[Collection entries]
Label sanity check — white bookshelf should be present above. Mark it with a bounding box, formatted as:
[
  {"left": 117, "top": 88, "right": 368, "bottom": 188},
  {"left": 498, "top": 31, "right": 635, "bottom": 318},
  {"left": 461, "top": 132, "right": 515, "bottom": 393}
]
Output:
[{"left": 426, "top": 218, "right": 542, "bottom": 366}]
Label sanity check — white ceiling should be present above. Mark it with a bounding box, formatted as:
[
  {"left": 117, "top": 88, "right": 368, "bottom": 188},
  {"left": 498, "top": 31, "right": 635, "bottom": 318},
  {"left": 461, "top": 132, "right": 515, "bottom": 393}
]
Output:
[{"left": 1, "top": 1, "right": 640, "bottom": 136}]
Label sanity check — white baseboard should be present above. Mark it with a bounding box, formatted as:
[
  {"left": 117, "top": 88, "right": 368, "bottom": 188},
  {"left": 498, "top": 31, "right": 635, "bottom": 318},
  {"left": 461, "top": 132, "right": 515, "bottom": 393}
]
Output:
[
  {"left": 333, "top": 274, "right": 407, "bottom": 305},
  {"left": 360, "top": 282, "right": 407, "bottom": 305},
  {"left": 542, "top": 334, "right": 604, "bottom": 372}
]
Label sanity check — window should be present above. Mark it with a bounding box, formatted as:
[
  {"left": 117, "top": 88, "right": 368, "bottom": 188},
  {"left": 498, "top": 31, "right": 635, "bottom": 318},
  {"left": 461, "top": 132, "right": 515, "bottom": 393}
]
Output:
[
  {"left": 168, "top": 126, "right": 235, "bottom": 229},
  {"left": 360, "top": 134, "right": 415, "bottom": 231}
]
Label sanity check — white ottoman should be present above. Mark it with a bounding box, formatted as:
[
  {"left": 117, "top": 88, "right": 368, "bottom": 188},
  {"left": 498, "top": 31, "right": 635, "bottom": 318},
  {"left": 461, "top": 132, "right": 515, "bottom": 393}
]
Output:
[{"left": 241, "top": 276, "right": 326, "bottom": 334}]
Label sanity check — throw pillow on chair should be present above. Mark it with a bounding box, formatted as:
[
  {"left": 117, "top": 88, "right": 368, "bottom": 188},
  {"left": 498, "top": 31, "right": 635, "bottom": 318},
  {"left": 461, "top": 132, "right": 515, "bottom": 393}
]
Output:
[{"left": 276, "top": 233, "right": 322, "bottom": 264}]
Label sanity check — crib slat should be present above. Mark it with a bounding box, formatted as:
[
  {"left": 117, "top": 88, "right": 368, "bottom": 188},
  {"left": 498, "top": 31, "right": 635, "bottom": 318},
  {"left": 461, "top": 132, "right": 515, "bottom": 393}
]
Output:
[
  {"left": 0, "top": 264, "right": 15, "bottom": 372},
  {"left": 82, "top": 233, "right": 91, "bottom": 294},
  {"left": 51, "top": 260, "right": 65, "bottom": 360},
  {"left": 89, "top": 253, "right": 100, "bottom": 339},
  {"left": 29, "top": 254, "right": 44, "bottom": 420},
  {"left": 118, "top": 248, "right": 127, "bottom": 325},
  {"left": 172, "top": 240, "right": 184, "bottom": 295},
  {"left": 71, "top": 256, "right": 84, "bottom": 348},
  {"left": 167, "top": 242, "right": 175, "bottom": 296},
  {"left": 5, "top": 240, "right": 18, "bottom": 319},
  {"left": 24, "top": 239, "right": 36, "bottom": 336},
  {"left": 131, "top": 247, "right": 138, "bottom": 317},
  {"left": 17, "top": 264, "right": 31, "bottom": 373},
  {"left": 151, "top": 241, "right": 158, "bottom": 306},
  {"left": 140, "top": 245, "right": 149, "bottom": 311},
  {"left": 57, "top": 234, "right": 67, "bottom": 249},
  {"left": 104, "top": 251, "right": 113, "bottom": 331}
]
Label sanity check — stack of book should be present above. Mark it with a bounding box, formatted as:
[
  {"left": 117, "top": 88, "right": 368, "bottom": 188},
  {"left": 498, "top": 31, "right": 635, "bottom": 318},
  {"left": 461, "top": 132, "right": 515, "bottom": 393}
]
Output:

### Work to do
Above are some records; extract every one of them exactly.

### Expected answer
Label sanity check — white bookshelf should be present above. Mark it with a bounding box, formatted as:
[
  {"left": 117, "top": 88, "right": 368, "bottom": 188},
  {"left": 498, "top": 31, "right": 635, "bottom": 318},
  {"left": 461, "top": 132, "right": 515, "bottom": 393}
]
Output:
[{"left": 426, "top": 218, "right": 542, "bottom": 366}]
Label sanity check — white ceiling should be present above. Mark it with a bounding box, formatted as:
[
  {"left": 117, "top": 88, "right": 368, "bottom": 188},
  {"left": 498, "top": 31, "right": 635, "bottom": 318},
  {"left": 461, "top": 132, "right": 515, "bottom": 393}
]
Output:
[{"left": 1, "top": 1, "right": 640, "bottom": 136}]
Label sanity check — white baseboard should be present above. Mark it with a bounding box, formatted as:
[
  {"left": 117, "top": 88, "right": 368, "bottom": 188},
  {"left": 498, "top": 31, "right": 635, "bottom": 318},
  {"left": 461, "top": 132, "right": 515, "bottom": 393}
]
Output:
[
  {"left": 333, "top": 274, "right": 407, "bottom": 305},
  {"left": 360, "top": 282, "right": 407, "bottom": 305},
  {"left": 542, "top": 334, "right": 604, "bottom": 372}
]
Label sanity check — window should be present above. Mark it with a bounding box, formatted as:
[
  {"left": 117, "top": 88, "right": 368, "bottom": 188},
  {"left": 498, "top": 31, "right": 635, "bottom": 318},
  {"left": 461, "top": 132, "right": 515, "bottom": 393}
]
Output:
[
  {"left": 168, "top": 126, "right": 235, "bottom": 229},
  {"left": 360, "top": 134, "right": 415, "bottom": 231}
]
Label sanity check — white ottoman should be present above. Mark it with a bounding box, formatted as:
[
  {"left": 117, "top": 88, "right": 368, "bottom": 188},
  {"left": 498, "top": 31, "right": 635, "bottom": 318},
  {"left": 461, "top": 132, "right": 515, "bottom": 393}
]
Output:
[{"left": 241, "top": 276, "right": 326, "bottom": 334}]
Label sanity check — throw pillow on chair should be present above. Mark it with a bounding box, formatted as:
[
  {"left": 117, "top": 88, "right": 368, "bottom": 188},
  {"left": 498, "top": 31, "right": 635, "bottom": 318},
  {"left": 461, "top": 132, "right": 515, "bottom": 393}
]
Output:
[{"left": 276, "top": 233, "right": 322, "bottom": 264}]
Label sanity check — crib slat should be present above. Mark it with a bounding box, formatted as:
[
  {"left": 117, "top": 88, "right": 368, "bottom": 188},
  {"left": 498, "top": 31, "right": 635, "bottom": 318},
  {"left": 461, "top": 132, "right": 515, "bottom": 393}
]
Output:
[
  {"left": 0, "top": 264, "right": 15, "bottom": 372},
  {"left": 82, "top": 233, "right": 91, "bottom": 294},
  {"left": 51, "top": 260, "right": 65, "bottom": 360},
  {"left": 89, "top": 253, "right": 100, "bottom": 339},
  {"left": 29, "top": 254, "right": 44, "bottom": 420},
  {"left": 118, "top": 248, "right": 127, "bottom": 325},
  {"left": 172, "top": 240, "right": 184, "bottom": 295},
  {"left": 71, "top": 256, "right": 84, "bottom": 348},
  {"left": 167, "top": 242, "right": 175, "bottom": 296},
  {"left": 5, "top": 240, "right": 18, "bottom": 319},
  {"left": 24, "top": 239, "right": 36, "bottom": 336},
  {"left": 131, "top": 247, "right": 138, "bottom": 317},
  {"left": 17, "top": 264, "right": 31, "bottom": 373},
  {"left": 151, "top": 241, "right": 158, "bottom": 306},
  {"left": 140, "top": 245, "right": 149, "bottom": 311},
  {"left": 57, "top": 234, "right": 67, "bottom": 249},
  {"left": 104, "top": 251, "right": 113, "bottom": 331}
]
Label sanity check — stack of book should be present above. Mark it with a bounding box, formatted as:
[
  {"left": 117, "top": 88, "right": 368, "bottom": 188},
  {"left": 498, "top": 31, "right": 635, "bottom": 318},
  {"left": 461, "top": 132, "right": 515, "bottom": 393}
]
Output:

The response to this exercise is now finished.